### ACTIVITY
The answer must be every entry below, word for word, with the pictures left out.

[Phrase grounding data]
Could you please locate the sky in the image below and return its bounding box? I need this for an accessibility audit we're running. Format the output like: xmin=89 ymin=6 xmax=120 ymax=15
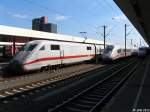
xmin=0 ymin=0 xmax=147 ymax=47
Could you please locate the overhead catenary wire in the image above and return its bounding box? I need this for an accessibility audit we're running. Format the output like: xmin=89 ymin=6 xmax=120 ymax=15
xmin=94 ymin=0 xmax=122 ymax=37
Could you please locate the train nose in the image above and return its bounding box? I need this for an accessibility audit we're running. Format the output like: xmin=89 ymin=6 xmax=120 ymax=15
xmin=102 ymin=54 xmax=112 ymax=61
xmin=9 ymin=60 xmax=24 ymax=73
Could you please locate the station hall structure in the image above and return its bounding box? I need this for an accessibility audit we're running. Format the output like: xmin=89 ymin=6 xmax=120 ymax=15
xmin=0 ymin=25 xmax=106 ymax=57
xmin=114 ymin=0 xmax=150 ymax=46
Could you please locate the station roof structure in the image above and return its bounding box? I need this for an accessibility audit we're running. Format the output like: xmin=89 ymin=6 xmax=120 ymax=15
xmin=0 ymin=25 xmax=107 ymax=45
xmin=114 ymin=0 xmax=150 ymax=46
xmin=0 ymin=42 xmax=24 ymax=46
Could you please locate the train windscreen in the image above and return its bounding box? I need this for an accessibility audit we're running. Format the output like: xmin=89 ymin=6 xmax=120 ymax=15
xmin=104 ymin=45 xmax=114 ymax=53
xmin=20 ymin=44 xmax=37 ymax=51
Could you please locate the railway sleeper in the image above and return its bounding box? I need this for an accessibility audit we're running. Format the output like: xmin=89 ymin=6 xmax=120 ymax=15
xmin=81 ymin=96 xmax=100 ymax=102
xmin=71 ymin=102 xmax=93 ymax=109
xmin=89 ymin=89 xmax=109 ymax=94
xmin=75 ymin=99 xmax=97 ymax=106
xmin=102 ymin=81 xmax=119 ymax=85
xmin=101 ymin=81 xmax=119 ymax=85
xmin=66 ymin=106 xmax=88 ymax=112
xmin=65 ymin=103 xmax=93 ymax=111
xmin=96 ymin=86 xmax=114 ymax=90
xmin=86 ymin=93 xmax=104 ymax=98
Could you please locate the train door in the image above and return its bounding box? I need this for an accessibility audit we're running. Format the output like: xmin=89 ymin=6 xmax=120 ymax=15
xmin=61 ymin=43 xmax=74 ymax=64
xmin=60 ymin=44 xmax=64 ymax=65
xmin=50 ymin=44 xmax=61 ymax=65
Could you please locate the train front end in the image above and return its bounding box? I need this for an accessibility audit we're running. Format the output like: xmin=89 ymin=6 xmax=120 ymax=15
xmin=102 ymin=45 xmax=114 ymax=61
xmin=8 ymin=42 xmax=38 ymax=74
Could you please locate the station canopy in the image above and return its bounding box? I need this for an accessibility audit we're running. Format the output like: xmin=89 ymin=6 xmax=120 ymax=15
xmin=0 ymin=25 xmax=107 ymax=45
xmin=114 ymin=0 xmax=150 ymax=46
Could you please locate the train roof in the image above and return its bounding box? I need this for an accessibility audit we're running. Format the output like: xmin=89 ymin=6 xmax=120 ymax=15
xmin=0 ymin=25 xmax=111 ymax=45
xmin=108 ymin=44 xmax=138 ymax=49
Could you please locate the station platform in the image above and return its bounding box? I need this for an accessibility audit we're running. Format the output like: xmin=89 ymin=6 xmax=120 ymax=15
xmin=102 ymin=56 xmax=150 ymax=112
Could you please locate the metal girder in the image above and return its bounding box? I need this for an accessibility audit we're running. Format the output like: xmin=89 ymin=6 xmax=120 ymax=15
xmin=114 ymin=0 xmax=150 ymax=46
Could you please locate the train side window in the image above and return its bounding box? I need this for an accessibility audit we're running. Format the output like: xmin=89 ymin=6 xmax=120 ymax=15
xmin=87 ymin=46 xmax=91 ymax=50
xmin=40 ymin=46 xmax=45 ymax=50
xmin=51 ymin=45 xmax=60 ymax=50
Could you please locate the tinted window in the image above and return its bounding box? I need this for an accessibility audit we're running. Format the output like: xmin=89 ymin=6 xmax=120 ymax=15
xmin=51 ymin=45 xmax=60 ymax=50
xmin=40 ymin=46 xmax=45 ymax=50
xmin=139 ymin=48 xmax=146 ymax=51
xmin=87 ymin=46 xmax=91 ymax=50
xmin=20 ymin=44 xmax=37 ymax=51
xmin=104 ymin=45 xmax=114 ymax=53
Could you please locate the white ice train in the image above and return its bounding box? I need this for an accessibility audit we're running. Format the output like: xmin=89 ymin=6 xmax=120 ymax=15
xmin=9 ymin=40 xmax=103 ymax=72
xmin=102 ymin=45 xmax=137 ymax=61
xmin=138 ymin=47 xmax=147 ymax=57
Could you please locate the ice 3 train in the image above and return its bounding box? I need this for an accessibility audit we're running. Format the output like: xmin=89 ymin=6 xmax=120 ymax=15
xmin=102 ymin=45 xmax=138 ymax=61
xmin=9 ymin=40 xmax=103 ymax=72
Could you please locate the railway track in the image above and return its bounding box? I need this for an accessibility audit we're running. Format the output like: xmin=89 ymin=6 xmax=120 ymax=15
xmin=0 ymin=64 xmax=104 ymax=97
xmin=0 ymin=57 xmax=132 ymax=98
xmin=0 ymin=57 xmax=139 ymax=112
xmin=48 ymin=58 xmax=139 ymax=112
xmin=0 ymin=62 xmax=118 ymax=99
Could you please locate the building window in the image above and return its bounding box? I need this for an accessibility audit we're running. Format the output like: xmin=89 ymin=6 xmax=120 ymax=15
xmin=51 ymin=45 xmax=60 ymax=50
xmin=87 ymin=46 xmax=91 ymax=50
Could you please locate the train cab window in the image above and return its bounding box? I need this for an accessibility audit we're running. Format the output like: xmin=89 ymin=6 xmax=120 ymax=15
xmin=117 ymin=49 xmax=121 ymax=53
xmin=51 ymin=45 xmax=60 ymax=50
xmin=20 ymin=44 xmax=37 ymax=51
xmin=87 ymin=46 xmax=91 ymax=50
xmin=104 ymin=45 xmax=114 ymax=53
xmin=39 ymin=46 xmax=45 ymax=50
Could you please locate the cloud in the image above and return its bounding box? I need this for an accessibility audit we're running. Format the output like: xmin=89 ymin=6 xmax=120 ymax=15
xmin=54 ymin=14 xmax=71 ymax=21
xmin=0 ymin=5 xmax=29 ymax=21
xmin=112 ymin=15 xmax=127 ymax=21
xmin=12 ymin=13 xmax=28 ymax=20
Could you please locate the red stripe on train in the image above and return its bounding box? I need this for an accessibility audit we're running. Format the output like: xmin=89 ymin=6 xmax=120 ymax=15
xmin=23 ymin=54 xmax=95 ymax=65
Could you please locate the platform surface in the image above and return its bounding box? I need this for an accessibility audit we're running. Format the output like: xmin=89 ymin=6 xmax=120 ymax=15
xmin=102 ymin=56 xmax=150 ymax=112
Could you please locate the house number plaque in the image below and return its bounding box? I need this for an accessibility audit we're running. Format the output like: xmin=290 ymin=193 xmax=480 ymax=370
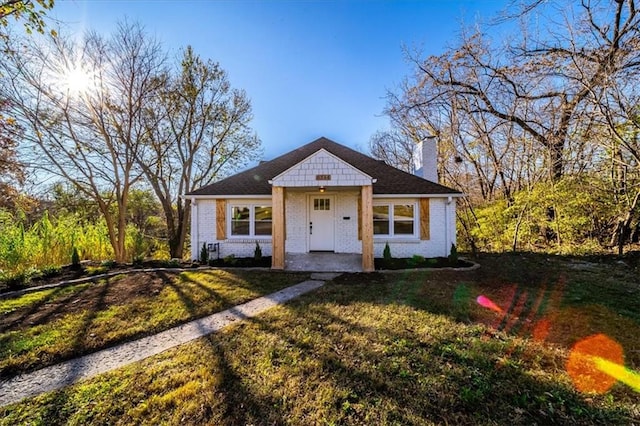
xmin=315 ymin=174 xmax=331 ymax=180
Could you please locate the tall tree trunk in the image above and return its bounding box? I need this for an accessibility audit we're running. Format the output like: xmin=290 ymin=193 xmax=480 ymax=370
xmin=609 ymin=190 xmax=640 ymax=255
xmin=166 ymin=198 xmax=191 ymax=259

### SOLUTION FOR THIS TASK
Could you please locate the sky in the image below and return its bounding box? I need this for an accessibility audit we're running. Format the output like: xmin=89 ymin=6 xmax=120 ymax=15
xmin=0 ymin=0 xmax=147 ymax=47
Could you please locate the overhead catenary wire in the image above and return its bounding box? I need this for an accessibility audit we're running. Format the output like: xmin=89 ymin=6 xmax=120 ymax=15
xmin=94 ymin=0 xmax=122 ymax=37
Could you please locate the train nose in the image above and return its bounding box? I need this for an accessibility audit we're running. Format the output like: xmin=89 ymin=6 xmax=120 ymax=15
xmin=102 ymin=54 xmax=112 ymax=61
xmin=9 ymin=60 xmax=24 ymax=73
Could you please locate the station hall structure in the image above and return its bounding box? I need this for an accessibility audit we're running. Format the output like: xmin=89 ymin=6 xmax=120 ymax=15
xmin=0 ymin=25 xmax=106 ymax=57
xmin=114 ymin=0 xmax=150 ymax=46
Could you please locate the station roof structure in the image above and return its bounding box? I need this for an accessibility audit we're running. Format the output like: xmin=89 ymin=6 xmax=120 ymax=15
xmin=0 ymin=25 xmax=107 ymax=45
xmin=114 ymin=0 xmax=150 ymax=46
xmin=0 ymin=42 xmax=24 ymax=46
Could you please locate the train windscreen in the image above and return its bounding box? I need this for an accessibility audit we're running. Format the output like: xmin=89 ymin=6 xmax=120 ymax=15
xmin=104 ymin=45 xmax=114 ymax=53
xmin=20 ymin=44 xmax=37 ymax=51
Could you please locate the railway sleeper in the image above and return its bounding box? I need this for an accessibility audit we're running. Format the output like: xmin=89 ymin=6 xmax=120 ymax=15
xmin=81 ymin=96 xmax=100 ymax=102
xmin=71 ymin=102 xmax=93 ymax=109
xmin=89 ymin=89 xmax=109 ymax=94
xmin=75 ymin=99 xmax=97 ymax=106
xmin=102 ymin=81 xmax=119 ymax=85
xmin=101 ymin=81 xmax=119 ymax=85
xmin=66 ymin=106 xmax=88 ymax=112
xmin=65 ymin=103 xmax=93 ymax=111
xmin=96 ymin=86 xmax=114 ymax=90
xmin=86 ymin=93 xmax=104 ymax=98
Could you please locate the train door in the image above and return its bounding box? I need this for an accessibility audit we're running. Format the output like: xmin=89 ymin=6 xmax=120 ymax=15
xmin=61 ymin=43 xmax=74 ymax=64
xmin=60 ymin=44 xmax=64 ymax=65
xmin=50 ymin=44 xmax=61 ymax=65
Could you please locate the train front end in the image above and return its bounding box? I need this for an accessibility audit we're running. Format the output like: xmin=89 ymin=6 xmax=120 ymax=15
xmin=102 ymin=45 xmax=114 ymax=61
xmin=8 ymin=42 xmax=38 ymax=74
Could you please locate the station canopy in the image above and return its bounding box? I need this for an accessibility audit we're running. Format the output like: xmin=89 ymin=6 xmax=120 ymax=15
xmin=0 ymin=25 xmax=107 ymax=45
xmin=114 ymin=0 xmax=150 ymax=46
Could you please locate the train roof in the image above and return its bounding box? I need this for an accessibility audit we're running. Format the output like: xmin=89 ymin=6 xmax=120 ymax=15
xmin=0 ymin=25 xmax=111 ymax=45
xmin=108 ymin=44 xmax=138 ymax=49
Could you please locate the station platform in the image above and return its bounding box? I need this for an accessibility audit we're running. Format the output like: xmin=89 ymin=6 xmax=120 ymax=15
xmin=102 ymin=56 xmax=150 ymax=112
Could you please locate the metal girder in the image above and return its bounding box? I need this for an accessibility audit we're running. Format the output like: xmin=89 ymin=6 xmax=120 ymax=15
xmin=114 ymin=0 xmax=150 ymax=46
Could you please locate the train side window in the image above and return its bounding box? I need this for an accessibility audit we're running. Format the output like: xmin=89 ymin=6 xmax=120 ymax=15
xmin=87 ymin=46 xmax=91 ymax=50
xmin=40 ymin=46 xmax=45 ymax=50
xmin=51 ymin=45 xmax=60 ymax=50
Could you please locate the tinted window in the image above and return its bounding box? I need this for an accessibility audit we're running. Format the output like: xmin=89 ymin=6 xmax=120 ymax=15
xmin=51 ymin=45 xmax=60 ymax=50
xmin=40 ymin=46 xmax=45 ymax=50
xmin=139 ymin=48 xmax=146 ymax=51
xmin=87 ymin=46 xmax=91 ymax=50
xmin=20 ymin=44 xmax=37 ymax=51
xmin=104 ymin=45 xmax=114 ymax=53
Could you please locate the white ice train in the image above and return its bounding box? I need this for an accessibility audit we're running. Format the output like: xmin=89 ymin=6 xmax=120 ymax=15
xmin=9 ymin=40 xmax=103 ymax=72
xmin=102 ymin=45 xmax=137 ymax=61
xmin=138 ymin=47 xmax=147 ymax=57
Could you please locate the ice 3 train in the image above and return its bounding box? I need this for an accessibility audit we're running. Format the output like: xmin=89 ymin=6 xmax=120 ymax=15
xmin=102 ymin=45 xmax=138 ymax=61
xmin=9 ymin=40 xmax=103 ymax=72
Could you please locate the railway track in the image above and return its bounding box? I need this for an accessibility audit we're running. Format the output like: xmin=89 ymin=6 xmax=120 ymax=15
xmin=0 ymin=64 xmax=104 ymax=97
xmin=0 ymin=57 xmax=132 ymax=98
xmin=0 ymin=57 xmax=139 ymax=112
xmin=48 ymin=58 xmax=139 ymax=112
xmin=0 ymin=62 xmax=118 ymax=99
Could you please locate the building window in the image above and return its bounding box? I need this for an accessibility audit we're running. Format the output like: xmin=89 ymin=6 xmax=120 ymax=15
xmin=51 ymin=45 xmax=60 ymax=50
xmin=87 ymin=46 xmax=91 ymax=50
Could you please locate the train cab window in the image above and return its bounding box? I need this for an accessibility audit we're running. Format the output like: xmin=89 ymin=6 xmax=120 ymax=15
xmin=117 ymin=49 xmax=121 ymax=53
xmin=51 ymin=45 xmax=60 ymax=50
xmin=20 ymin=44 xmax=37 ymax=51
xmin=87 ymin=46 xmax=91 ymax=50
xmin=104 ymin=45 xmax=114 ymax=53
xmin=39 ymin=46 xmax=45 ymax=50
Could you please locate the cloud in the image above and return its bounding box? I need this for an accessibility audit we're running. Format the output like: xmin=89 ymin=6 xmax=120 ymax=15
xmin=54 ymin=14 xmax=71 ymax=21
xmin=0 ymin=5 xmax=29 ymax=21
xmin=112 ymin=15 xmax=127 ymax=21
xmin=12 ymin=13 xmax=28 ymax=20
Could you please locate the red stripe on train in the image above and return its bounding box? I need this for an accessibility audit we're running. Format the output like: xmin=89 ymin=6 xmax=120 ymax=15
xmin=23 ymin=54 xmax=95 ymax=65
Could you please locate the platform surface in the image above and return its bounding box? I need this for an accessibility audit we're running. Format the output like: xmin=89 ymin=6 xmax=120 ymax=15
xmin=102 ymin=56 xmax=150 ymax=112
Could you please locate the house number plaque in the image below and return its bounding box? I need this for an accessibility audit we're running. Format the output like: xmin=290 ymin=193 xmax=480 ymax=370
xmin=315 ymin=174 xmax=331 ymax=180
Could you please locate the tall tree trunk in the image above and return its bounding box? I need this for an accessibility audit we're running. Format the output like: xmin=290 ymin=193 xmax=480 ymax=370
xmin=609 ymin=190 xmax=640 ymax=255
xmin=166 ymin=198 xmax=191 ymax=259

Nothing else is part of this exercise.